**Extrait source**

◇ ◇ ◇ ◇

Néanmoins, face à une opération mixte portant sur la construction d’un Ehpad et d’une « résidence service seniors » et pour laquelle trois qualifications possibles pouvaient être retenues : « habitation », « résidence hôtelière » ou « CINASPIC », le juge administratif a considéré que la partie Ehpad du projet relevait bien de la destination « CINASPIC », tandis que la partie résidence-seniors assurant la prise en charge collective des besoins des occupants tombait dans la destination « habitation » dans la mesure où, en application « des articles L. 631-13, L. 631-15, L. 631-16 et D. 631-27 du Code de la construction et de l’habitation, une résidence services permet à ses occupants de bénéficier de services spécifiques non individualisables, précisés dans le contrat de location notamment lorsque le gérant de ces services est également le bailleur, et qui sont l’accueil personnalisé et permanent des résidents et de leurs visiteurs, la mise à disposition d’un personnel spécifique attaché à la résidence, le cas échéant complétée par des moyens techniques, permettant d’assurer une veille continue quant à la sécurité des personnes et à la surveillance des biens, et le libre accès aux espaces de convivialité et aux jardins aménagés. Les occupants peuvent en outre souscrire des services spécifiques individualisables auprès de prestataires »10.

Les contours de la qualification de « CINASPIC » ne sont donc pas clairement établis et dépendent très largement des définitions qui en sont parfois faites par les PLU « non alurisés » et, dans une certaine mesure, des spécificités du projet et des circonstances locales.

La notion des « équipements d’intérêt collectif et services publics » s’est substituée à celle des « CINASPIC » pour les PLU entrés en vigueur après le 1er janvier 2020

Les PLU dont l’élaboration ou la révision a été prescrite postérieurement au 1er janvier 2016 doivent s’appuyer sur les cinq destinations énoncées à l’article R. 151-27 du Code de l’urbanisme.

◇ ◇ ◇ ◇

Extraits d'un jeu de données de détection
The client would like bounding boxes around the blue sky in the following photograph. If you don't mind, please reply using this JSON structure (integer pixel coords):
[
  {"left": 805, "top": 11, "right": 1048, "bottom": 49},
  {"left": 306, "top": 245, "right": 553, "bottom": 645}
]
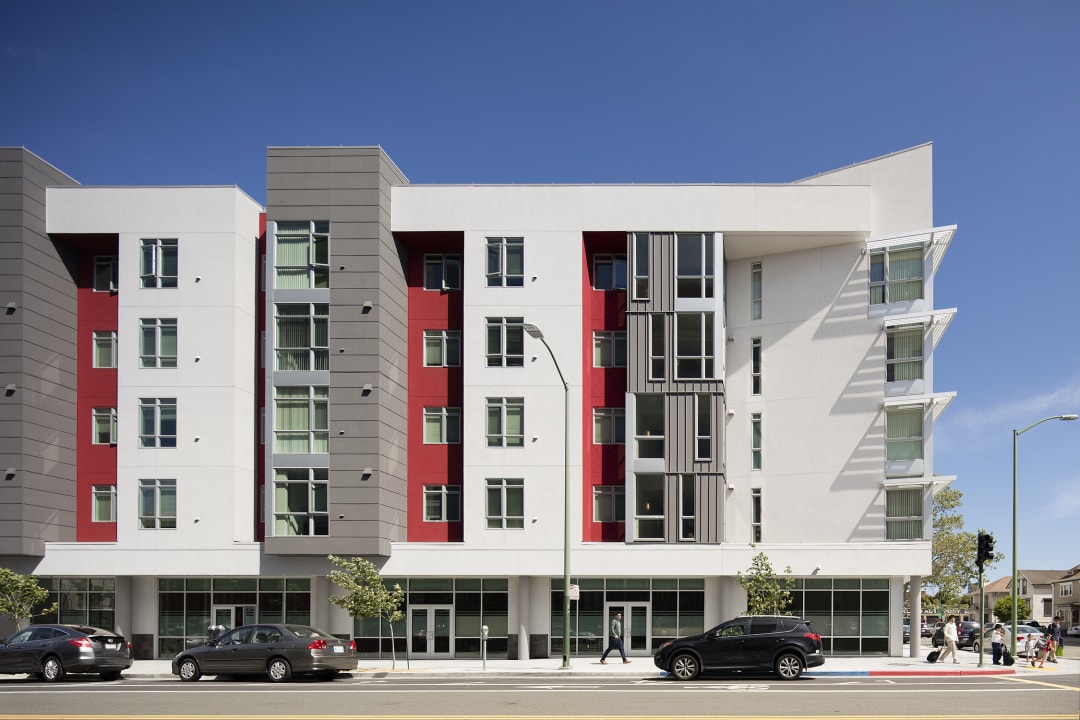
[{"left": 0, "top": 0, "right": 1080, "bottom": 578}]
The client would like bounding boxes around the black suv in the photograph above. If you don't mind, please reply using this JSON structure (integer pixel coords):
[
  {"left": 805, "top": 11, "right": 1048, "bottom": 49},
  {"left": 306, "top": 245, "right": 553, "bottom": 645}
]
[{"left": 652, "top": 615, "right": 825, "bottom": 680}]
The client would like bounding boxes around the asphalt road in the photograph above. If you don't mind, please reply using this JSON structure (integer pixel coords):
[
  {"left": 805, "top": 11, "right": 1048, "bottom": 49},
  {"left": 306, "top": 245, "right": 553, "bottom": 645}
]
[{"left": 0, "top": 674, "right": 1080, "bottom": 720}]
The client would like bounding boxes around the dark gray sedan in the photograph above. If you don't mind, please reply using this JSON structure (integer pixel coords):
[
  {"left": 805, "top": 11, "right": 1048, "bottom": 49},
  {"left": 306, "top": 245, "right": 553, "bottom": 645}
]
[
  {"left": 173, "top": 623, "right": 356, "bottom": 682},
  {"left": 0, "top": 625, "right": 133, "bottom": 682}
]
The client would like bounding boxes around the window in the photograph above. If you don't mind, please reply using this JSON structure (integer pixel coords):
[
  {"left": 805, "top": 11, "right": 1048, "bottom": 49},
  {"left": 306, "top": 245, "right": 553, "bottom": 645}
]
[
  {"left": 593, "top": 485, "right": 626, "bottom": 522},
  {"left": 274, "top": 220, "right": 330, "bottom": 289},
  {"left": 94, "top": 330, "right": 117, "bottom": 367},
  {"left": 885, "top": 406, "right": 922, "bottom": 462},
  {"left": 423, "top": 255, "right": 461, "bottom": 290},
  {"left": 593, "top": 330, "right": 626, "bottom": 367},
  {"left": 634, "top": 232, "right": 651, "bottom": 300},
  {"left": 94, "top": 255, "right": 120, "bottom": 293},
  {"left": 423, "top": 407, "right": 461, "bottom": 445},
  {"left": 885, "top": 325, "right": 922, "bottom": 382},
  {"left": 423, "top": 330, "right": 461, "bottom": 367},
  {"left": 649, "top": 313, "right": 667, "bottom": 380},
  {"left": 138, "top": 480, "right": 176, "bottom": 529},
  {"left": 593, "top": 255, "right": 626, "bottom": 290},
  {"left": 750, "top": 412, "right": 761, "bottom": 470},
  {"left": 678, "top": 474, "right": 698, "bottom": 542},
  {"left": 273, "top": 385, "right": 330, "bottom": 453},
  {"left": 273, "top": 467, "right": 329, "bottom": 538},
  {"left": 870, "top": 246, "right": 922, "bottom": 305},
  {"left": 91, "top": 485, "right": 117, "bottom": 522},
  {"left": 273, "top": 302, "right": 330, "bottom": 370},
  {"left": 93, "top": 408, "right": 117, "bottom": 445},
  {"left": 693, "top": 393, "right": 713, "bottom": 460},
  {"left": 138, "top": 317, "right": 176, "bottom": 367},
  {"left": 634, "top": 475, "right": 664, "bottom": 540},
  {"left": 487, "top": 478, "right": 525, "bottom": 529},
  {"left": 750, "top": 338, "right": 761, "bottom": 395},
  {"left": 487, "top": 317, "right": 525, "bottom": 367},
  {"left": 487, "top": 237, "right": 525, "bottom": 287},
  {"left": 885, "top": 488, "right": 922, "bottom": 540},
  {"left": 593, "top": 408, "right": 626, "bottom": 445},
  {"left": 138, "top": 397, "right": 176, "bottom": 448},
  {"left": 634, "top": 395, "right": 664, "bottom": 458},
  {"left": 487, "top": 397, "right": 525, "bottom": 448},
  {"left": 675, "top": 313, "right": 715, "bottom": 380},
  {"left": 139, "top": 237, "right": 177, "bottom": 287},
  {"left": 750, "top": 262, "right": 761, "bottom": 320},
  {"left": 423, "top": 485, "right": 461, "bottom": 522},
  {"left": 675, "top": 232, "right": 713, "bottom": 298}
]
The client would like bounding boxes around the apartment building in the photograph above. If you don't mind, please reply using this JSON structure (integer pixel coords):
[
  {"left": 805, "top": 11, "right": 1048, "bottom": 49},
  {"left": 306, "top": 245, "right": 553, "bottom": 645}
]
[{"left": 0, "top": 145, "right": 955, "bottom": 658}]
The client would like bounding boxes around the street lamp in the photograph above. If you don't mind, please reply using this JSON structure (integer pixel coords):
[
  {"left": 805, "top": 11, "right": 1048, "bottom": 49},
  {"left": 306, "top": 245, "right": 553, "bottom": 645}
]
[
  {"left": 1009, "top": 415, "right": 1080, "bottom": 657},
  {"left": 524, "top": 323, "right": 570, "bottom": 670}
]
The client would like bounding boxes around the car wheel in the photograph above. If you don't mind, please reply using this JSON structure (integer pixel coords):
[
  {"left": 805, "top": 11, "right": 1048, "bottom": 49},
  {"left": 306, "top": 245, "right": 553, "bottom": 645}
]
[
  {"left": 775, "top": 653, "right": 802, "bottom": 680},
  {"left": 178, "top": 657, "right": 202, "bottom": 682},
  {"left": 267, "top": 657, "right": 293, "bottom": 682},
  {"left": 41, "top": 655, "right": 64, "bottom": 682},
  {"left": 671, "top": 653, "right": 701, "bottom": 680}
]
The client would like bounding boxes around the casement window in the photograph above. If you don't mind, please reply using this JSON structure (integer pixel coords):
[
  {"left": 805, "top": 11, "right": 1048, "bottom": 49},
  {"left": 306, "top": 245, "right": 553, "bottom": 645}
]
[
  {"left": 593, "top": 255, "right": 626, "bottom": 290},
  {"left": 634, "top": 395, "right": 664, "bottom": 458},
  {"left": 750, "top": 338, "right": 761, "bottom": 395},
  {"left": 487, "top": 317, "right": 525, "bottom": 367},
  {"left": 869, "top": 246, "right": 922, "bottom": 305},
  {"left": 750, "top": 262, "right": 761, "bottom": 320},
  {"left": 634, "top": 474, "right": 664, "bottom": 540},
  {"left": 139, "top": 237, "right": 178, "bottom": 287},
  {"left": 885, "top": 325, "right": 923, "bottom": 382},
  {"left": 885, "top": 406, "right": 923, "bottom": 462},
  {"left": 138, "top": 397, "right": 176, "bottom": 448},
  {"left": 593, "top": 408, "right": 626, "bottom": 445},
  {"left": 593, "top": 330, "right": 626, "bottom": 367},
  {"left": 423, "top": 330, "right": 461, "bottom": 367},
  {"left": 91, "top": 485, "right": 117, "bottom": 522},
  {"left": 94, "top": 330, "right": 117, "bottom": 367},
  {"left": 885, "top": 488, "right": 922, "bottom": 540},
  {"left": 486, "top": 478, "right": 525, "bottom": 529},
  {"left": 274, "top": 220, "right": 330, "bottom": 289},
  {"left": 138, "top": 480, "right": 176, "bottom": 530},
  {"left": 678, "top": 474, "right": 698, "bottom": 542},
  {"left": 423, "top": 255, "right": 461, "bottom": 290},
  {"left": 593, "top": 485, "right": 626, "bottom": 522},
  {"left": 423, "top": 485, "right": 461, "bottom": 522},
  {"left": 634, "top": 232, "right": 652, "bottom": 300},
  {"left": 138, "top": 317, "right": 176, "bottom": 367},
  {"left": 273, "top": 302, "right": 330, "bottom": 370},
  {"left": 423, "top": 407, "right": 461, "bottom": 445},
  {"left": 93, "top": 408, "right": 117, "bottom": 445},
  {"left": 487, "top": 397, "right": 525, "bottom": 448},
  {"left": 94, "top": 255, "right": 120, "bottom": 293},
  {"left": 649, "top": 313, "right": 667, "bottom": 380},
  {"left": 675, "top": 313, "right": 715, "bottom": 380},
  {"left": 273, "top": 385, "right": 330, "bottom": 453},
  {"left": 487, "top": 237, "right": 525, "bottom": 287},
  {"left": 675, "top": 232, "right": 715, "bottom": 298},
  {"left": 750, "top": 412, "right": 761, "bottom": 470},
  {"left": 273, "top": 467, "right": 329, "bottom": 538},
  {"left": 693, "top": 393, "right": 713, "bottom": 460}
]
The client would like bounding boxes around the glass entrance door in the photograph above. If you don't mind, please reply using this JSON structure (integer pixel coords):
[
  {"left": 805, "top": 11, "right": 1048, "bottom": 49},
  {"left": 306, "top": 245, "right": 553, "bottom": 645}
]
[{"left": 408, "top": 606, "right": 454, "bottom": 660}]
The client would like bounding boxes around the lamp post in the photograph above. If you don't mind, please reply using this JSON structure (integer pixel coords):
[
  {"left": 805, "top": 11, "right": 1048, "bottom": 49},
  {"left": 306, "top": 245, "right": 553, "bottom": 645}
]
[
  {"left": 1009, "top": 415, "right": 1080, "bottom": 657},
  {"left": 523, "top": 323, "right": 570, "bottom": 670}
]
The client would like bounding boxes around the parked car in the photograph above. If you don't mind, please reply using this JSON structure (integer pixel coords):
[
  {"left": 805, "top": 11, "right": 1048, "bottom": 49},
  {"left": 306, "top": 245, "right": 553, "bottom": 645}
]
[
  {"left": 0, "top": 625, "right": 134, "bottom": 682},
  {"left": 652, "top": 615, "right": 825, "bottom": 680},
  {"left": 173, "top": 623, "right": 356, "bottom": 682}
]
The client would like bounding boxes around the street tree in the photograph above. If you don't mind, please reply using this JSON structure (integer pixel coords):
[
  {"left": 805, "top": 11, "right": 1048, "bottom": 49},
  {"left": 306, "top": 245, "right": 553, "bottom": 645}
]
[
  {"left": 326, "top": 555, "right": 405, "bottom": 669},
  {"left": 739, "top": 553, "right": 795, "bottom": 615},
  {"left": 0, "top": 568, "right": 57, "bottom": 627}
]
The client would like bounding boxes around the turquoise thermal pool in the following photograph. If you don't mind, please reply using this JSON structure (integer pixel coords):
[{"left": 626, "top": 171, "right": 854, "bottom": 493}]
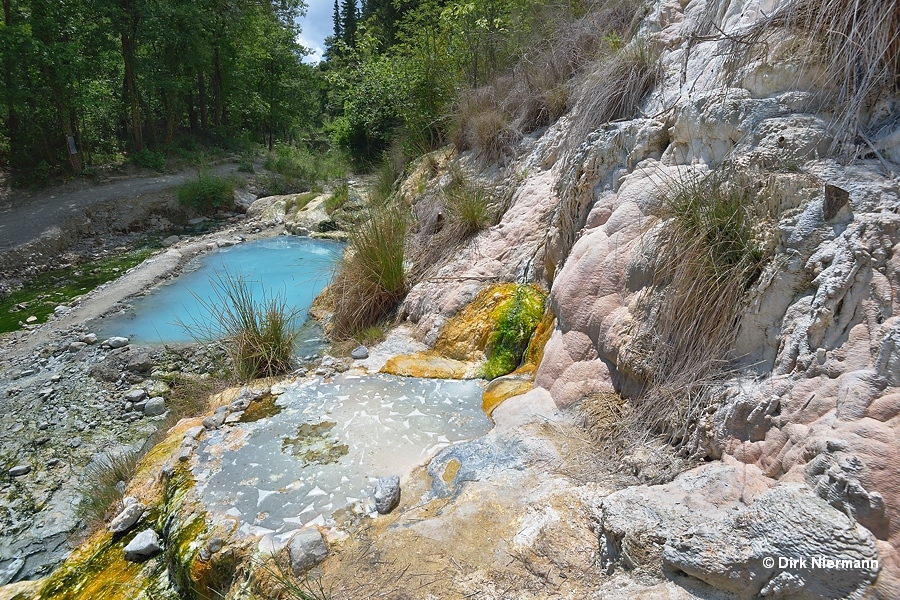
[{"left": 98, "top": 236, "right": 344, "bottom": 344}]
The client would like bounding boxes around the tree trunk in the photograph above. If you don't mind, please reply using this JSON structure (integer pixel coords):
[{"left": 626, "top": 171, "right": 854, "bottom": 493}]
[
  {"left": 3, "top": 0, "right": 19, "bottom": 165},
  {"left": 213, "top": 47, "right": 225, "bottom": 127},
  {"left": 122, "top": 29, "right": 144, "bottom": 152}
]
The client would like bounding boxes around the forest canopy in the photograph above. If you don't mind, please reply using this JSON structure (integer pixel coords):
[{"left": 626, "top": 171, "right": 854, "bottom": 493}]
[{"left": 0, "top": 0, "right": 636, "bottom": 181}]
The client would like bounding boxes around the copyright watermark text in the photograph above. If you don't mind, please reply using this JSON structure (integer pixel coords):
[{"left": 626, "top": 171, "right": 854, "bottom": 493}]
[{"left": 763, "top": 556, "right": 879, "bottom": 571}]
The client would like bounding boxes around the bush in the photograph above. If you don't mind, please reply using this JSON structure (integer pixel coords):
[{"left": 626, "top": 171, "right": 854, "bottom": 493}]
[
  {"left": 76, "top": 451, "right": 143, "bottom": 530},
  {"left": 325, "top": 181, "right": 350, "bottom": 215},
  {"left": 482, "top": 285, "right": 545, "bottom": 379},
  {"left": 131, "top": 148, "right": 166, "bottom": 171},
  {"left": 331, "top": 206, "right": 408, "bottom": 339},
  {"left": 180, "top": 272, "right": 300, "bottom": 381},
  {"left": 369, "top": 153, "right": 403, "bottom": 206},
  {"left": 177, "top": 171, "right": 234, "bottom": 211},
  {"left": 444, "top": 172, "right": 497, "bottom": 240}
]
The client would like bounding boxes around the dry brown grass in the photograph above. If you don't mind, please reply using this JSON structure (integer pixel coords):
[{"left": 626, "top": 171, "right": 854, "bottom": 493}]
[
  {"left": 330, "top": 205, "right": 408, "bottom": 340},
  {"left": 600, "top": 172, "right": 771, "bottom": 455},
  {"left": 566, "top": 41, "right": 660, "bottom": 148},
  {"left": 452, "top": 0, "right": 641, "bottom": 161},
  {"left": 730, "top": 0, "right": 900, "bottom": 155}
]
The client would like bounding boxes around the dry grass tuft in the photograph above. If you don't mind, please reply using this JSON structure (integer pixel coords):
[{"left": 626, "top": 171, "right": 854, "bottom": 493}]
[
  {"left": 730, "top": 0, "right": 900, "bottom": 153},
  {"left": 452, "top": 0, "right": 641, "bottom": 161},
  {"left": 566, "top": 40, "right": 660, "bottom": 148},
  {"left": 330, "top": 205, "right": 409, "bottom": 340},
  {"left": 600, "top": 172, "right": 770, "bottom": 455}
]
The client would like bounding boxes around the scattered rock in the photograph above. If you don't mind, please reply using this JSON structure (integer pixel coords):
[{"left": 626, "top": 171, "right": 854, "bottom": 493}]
[
  {"left": 375, "top": 475, "right": 400, "bottom": 515},
  {"left": 125, "top": 352, "right": 153, "bottom": 373},
  {"left": 233, "top": 190, "right": 258, "bottom": 213},
  {"left": 144, "top": 398, "right": 166, "bottom": 417},
  {"left": 203, "top": 412, "right": 228, "bottom": 429},
  {"left": 102, "top": 336, "right": 128, "bottom": 348},
  {"left": 9, "top": 465, "right": 31, "bottom": 477},
  {"left": 288, "top": 527, "right": 328, "bottom": 577},
  {"left": 124, "top": 388, "right": 147, "bottom": 402},
  {"left": 107, "top": 502, "right": 147, "bottom": 533},
  {"left": 125, "top": 529, "right": 162, "bottom": 562}
]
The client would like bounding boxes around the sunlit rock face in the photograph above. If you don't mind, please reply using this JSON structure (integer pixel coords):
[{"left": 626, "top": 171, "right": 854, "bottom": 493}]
[{"left": 193, "top": 374, "right": 491, "bottom": 546}]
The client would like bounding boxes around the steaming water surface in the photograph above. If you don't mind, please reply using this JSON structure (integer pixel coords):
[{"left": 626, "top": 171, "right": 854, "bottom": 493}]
[{"left": 194, "top": 374, "right": 492, "bottom": 546}]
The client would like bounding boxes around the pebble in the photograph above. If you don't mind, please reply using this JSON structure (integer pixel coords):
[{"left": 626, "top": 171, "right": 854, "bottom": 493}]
[
  {"left": 9, "top": 465, "right": 31, "bottom": 477},
  {"left": 125, "top": 388, "right": 147, "bottom": 402},
  {"left": 288, "top": 527, "right": 328, "bottom": 577},
  {"left": 203, "top": 412, "right": 227, "bottom": 429},
  {"left": 125, "top": 529, "right": 162, "bottom": 562},
  {"left": 107, "top": 502, "right": 147, "bottom": 533},
  {"left": 144, "top": 398, "right": 166, "bottom": 417},
  {"left": 375, "top": 475, "right": 400, "bottom": 515},
  {"left": 103, "top": 337, "right": 128, "bottom": 348}
]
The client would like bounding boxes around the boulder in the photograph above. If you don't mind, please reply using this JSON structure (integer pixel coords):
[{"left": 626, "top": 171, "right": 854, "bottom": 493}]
[
  {"left": 125, "top": 529, "right": 162, "bottom": 562},
  {"left": 107, "top": 502, "right": 147, "bottom": 533},
  {"left": 375, "top": 475, "right": 400, "bottom": 515},
  {"left": 288, "top": 527, "right": 328, "bottom": 577},
  {"left": 144, "top": 398, "right": 166, "bottom": 417}
]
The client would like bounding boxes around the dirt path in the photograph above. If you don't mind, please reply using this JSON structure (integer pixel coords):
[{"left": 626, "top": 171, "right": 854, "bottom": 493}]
[{"left": 0, "top": 163, "right": 237, "bottom": 252}]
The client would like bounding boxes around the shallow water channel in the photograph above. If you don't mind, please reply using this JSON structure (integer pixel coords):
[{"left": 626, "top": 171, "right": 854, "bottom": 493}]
[
  {"left": 194, "top": 374, "right": 492, "bottom": 547},
  {"left": 98, "top": 236, "right": 344, "bottom": 344}
]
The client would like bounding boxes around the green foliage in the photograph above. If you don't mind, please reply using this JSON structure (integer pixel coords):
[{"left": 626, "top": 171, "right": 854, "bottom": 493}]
[
  {"left": 181, "top": 272, "right": 299, "bottom": 381},
  {"left": 0, "top": 0, "right": 312, "bottom": 183},
  {"left": 177, "top": 171, "right": 234, "bottom": 211},
  {"left": 76, "top": 451, "right": 143, "bottom": 529},
  {"left": 369, "top": 153, "right": 403, "bottom": 206},
  {"left": 325, "top": 180, "right": 350, "bottom": 215},
  {"left": 331, "top": 205, "right": 409, "bottom": 340},
  {"left": 238, "top": 154, "right": 256, "bottom": 173},
  {"left": 0, "top": 247, "right": 153, "bottom": 333},
  {"left": 482, "top": 285, "right": 545, "bottom": 379},
  {"left": 265, "top": 144, "right": 347, "bottom": 189},
  {"left": 131, "top": 148, "right": 166, "bottom": 171}
]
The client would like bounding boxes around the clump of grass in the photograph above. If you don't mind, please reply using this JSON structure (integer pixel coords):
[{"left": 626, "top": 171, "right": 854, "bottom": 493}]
[
  {"left": 482, "top": 285, "right": 545, "bottom": 379},
  {"left": 623, "top": 172, "right": 769, "bottom": 452},
  {"left": 325, "top": 180, "right": 350, "bottom": 215},
  {"left": 264, "top": 144, "right": 347, "bottom": 188},
  {"left": 444, "top": 175, "right": 497, "bottom": 239},
  {"left": 730, "top": 0, "right": 900, "bottom": 154},
  {"left": 369, "top": 154, "right": 403, "bottom": 206},
  {"left": 131, "top": 148, "right": 166, "bottom": 171},
  {"left": 180, "top": 272, "right": 300, "bottom": 381},
  {"left": 76, "top": 450, "right": 144, "bottom": 531},
  {"left": 238, "top": 154, "right": 256, "bottom": 173},
  {"left": 330, "top": 205, "right": 408, "bottom": 339},
  {"left": 177, "top": 171, "right": 234, "bottom": 211},
  {"left": 567, "top": 40, "right": 660, "bottom": 147}
]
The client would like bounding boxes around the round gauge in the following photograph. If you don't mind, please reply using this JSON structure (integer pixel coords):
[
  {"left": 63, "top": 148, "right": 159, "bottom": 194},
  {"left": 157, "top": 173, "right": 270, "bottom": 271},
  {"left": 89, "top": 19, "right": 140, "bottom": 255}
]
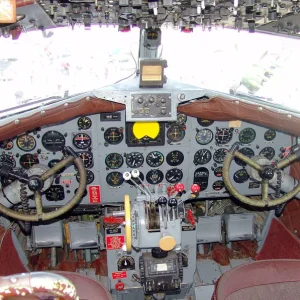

◇ ◇ ◇ ◇

**Consignes**
Recopiez à l'identique le passage de l'extrait source sur la destination « CINASPIC » allant de « La notion des » à « à l’article R. 151-27 du Code de l’urbanisme. ». Ce matériel n'entre pas en ligne de compte ici.

**Résultat attendu**
La notion des « équipements d’intérêt collectif et services publics » s’est substituée à celle des « CINASPIC » pour les PLU entrés en vigueur après le 1er janvier 2020

Les PLU dont l’élaboration ou la révision a été prescrite postérieurement au 1er janvier 2016 doivent s’appuyer sur les cinq destinations énoncées à l’article R. 151-27 du Code de l’urbanisme.